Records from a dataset
------------------------------------

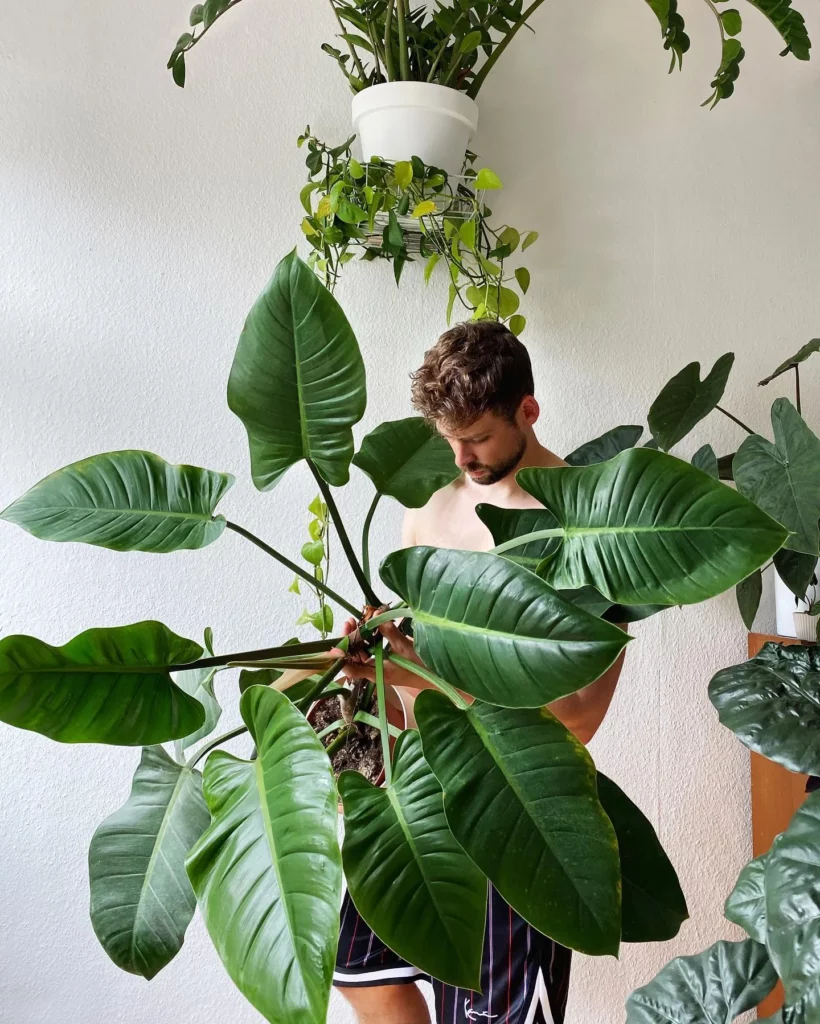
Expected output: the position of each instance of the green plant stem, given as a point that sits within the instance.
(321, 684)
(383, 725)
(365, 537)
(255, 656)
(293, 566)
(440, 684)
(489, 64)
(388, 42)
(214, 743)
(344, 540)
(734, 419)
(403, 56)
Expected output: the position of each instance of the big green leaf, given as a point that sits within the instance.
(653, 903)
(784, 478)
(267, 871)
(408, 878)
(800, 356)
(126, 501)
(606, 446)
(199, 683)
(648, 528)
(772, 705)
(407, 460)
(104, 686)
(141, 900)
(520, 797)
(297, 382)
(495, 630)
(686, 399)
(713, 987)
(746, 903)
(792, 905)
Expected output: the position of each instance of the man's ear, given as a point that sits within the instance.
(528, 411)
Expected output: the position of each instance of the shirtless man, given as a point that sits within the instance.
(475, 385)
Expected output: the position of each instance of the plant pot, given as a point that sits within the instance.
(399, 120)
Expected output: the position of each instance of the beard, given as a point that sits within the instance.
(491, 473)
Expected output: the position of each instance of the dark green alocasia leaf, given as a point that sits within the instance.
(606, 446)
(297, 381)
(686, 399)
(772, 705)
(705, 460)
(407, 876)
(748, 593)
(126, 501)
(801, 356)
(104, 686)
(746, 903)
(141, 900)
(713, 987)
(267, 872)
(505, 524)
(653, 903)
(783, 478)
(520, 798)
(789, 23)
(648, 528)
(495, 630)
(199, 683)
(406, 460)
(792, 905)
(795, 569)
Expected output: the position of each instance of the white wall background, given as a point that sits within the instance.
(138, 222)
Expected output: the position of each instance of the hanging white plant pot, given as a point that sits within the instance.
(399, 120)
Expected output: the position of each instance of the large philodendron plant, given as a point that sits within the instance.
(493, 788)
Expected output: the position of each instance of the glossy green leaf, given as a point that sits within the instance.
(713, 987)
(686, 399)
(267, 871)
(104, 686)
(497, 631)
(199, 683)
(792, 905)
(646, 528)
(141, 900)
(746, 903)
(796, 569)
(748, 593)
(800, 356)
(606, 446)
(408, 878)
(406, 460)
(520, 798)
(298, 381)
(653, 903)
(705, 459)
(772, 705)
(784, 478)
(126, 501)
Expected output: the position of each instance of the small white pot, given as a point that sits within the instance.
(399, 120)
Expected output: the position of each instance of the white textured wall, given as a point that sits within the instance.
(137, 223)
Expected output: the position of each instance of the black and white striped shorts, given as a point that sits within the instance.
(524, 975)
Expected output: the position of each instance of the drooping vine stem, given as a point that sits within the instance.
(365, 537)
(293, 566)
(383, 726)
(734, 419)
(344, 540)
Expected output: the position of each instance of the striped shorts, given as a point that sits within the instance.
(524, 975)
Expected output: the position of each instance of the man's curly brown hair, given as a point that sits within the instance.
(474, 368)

------------------------------------

## Exercise task
Put the data above into a two-column CSV with the headers "label" and "points," giving one row for each "Expected output" line. Put that line in the first column and all the coordinates listed under it in the second, with each field quoted, line breaks replaced by spaces, and the pictures left out.

## Completed exercise
label,points
"Expected output: the position of each instance of the green plant stem, given as a point that sits within the instance.","(321, 684) (383, 725) (365, 537) (255, 656) (293, 566) (440, 684) (489, 64) (388, 42) (214, 743) (344, 540) (734, 419) (403, 56)"
"Expected output: the position of each instance of the big green leaf, given as a point that sits within the instance.","(653, 903) (784, 478) (267, 871) (408, 878) (800, 356) (126, 501) (606, 446) (199, 683) (648, 528) (772, 705) (407, 460) (104, 686) (141, 900) (520, 797) (297, 382) (495, 630) (686, 399) (713, 987) (746, 903) (792, 905)"
"Expected output: the position of each instance of the man's ear, given as a point that sits within the instance.","(528, 411)"
"Expected output: the position of each instance of the shirtless man, given as a point that sits within the instance.","(475, 385)"
"Expected output: the position of each instance of the plant pot, given as a point that sits within the instance.","(399, 120)"
"Expected output: the position of each instance of the beard, given as a point that sits within the instance.","(491, 473)"
"Expected output: the position of each instance of the dark green alocasia leaf, given as a point that sits within the instance.","(606, 446) (297, 381) (686, 399) (772, 705) (705, 460) (407, 876) (748, 593) (126, 501) (801, 356) (104, 686) (746, 903) (141, 900) (713, 987) (267, 872) (505, 524) (653, 903) (783, 478) (520, 798) (789, 23) (648, 528) (495, 630) (199, 683) (406, 460) (792, 905) (795, 569)"
"Expected output: the position of each instance of the white wall background, given as a point that sits within the instance.","(138, 222)"
"Expected output: the position of each instance of the hanging white plant pot, given as a point that sits within the instance.","(399, 120)"
"Expected output: the position of each instance of the large philodendron plant, given as a point that sits within the instance.","(493, 788)"
"Expected output: the position of each instance of the glossy green leaf, given as a point that sits within the instance.","(713, 987) (686, 399) (267, 871) (104, 686) (497, 631) (199, 683) (792, 905) (646, 528) (141, 900) (746, 903) (796, 569) (748, 593) (800, 356) (606, 446) (408, 878) (406, 460) (520, 798) (298, 381) (653, 903) (705, 459) (772, 705) (784, 478) (126, 501)"
"Expected output: the position of each instance of the small white pot, given as a point that sits within the instance.","(399, 120)"
"Expected output: the position of each instance of the white textured wall, given as a point that sits within the instance.","(137, 223)"
"Expected output: the position of each instance of the black and white striped shorts, given as a point that sits within the instance.","(524, 975)"
"Expected output: the position of each instance of the drooping vine stem, given as a point that sits within the instance.","(365, 537) (293, 566) (383, 726) (734, 419) (344, 540)"
"Expected output: the position of each instance of the striped shorts, given as a point that sits within the instance.","(524, 975)"
"Expected output: the position of each instance of the man's curly brown hair, given as a point that sits within the instance.","(474, 368)"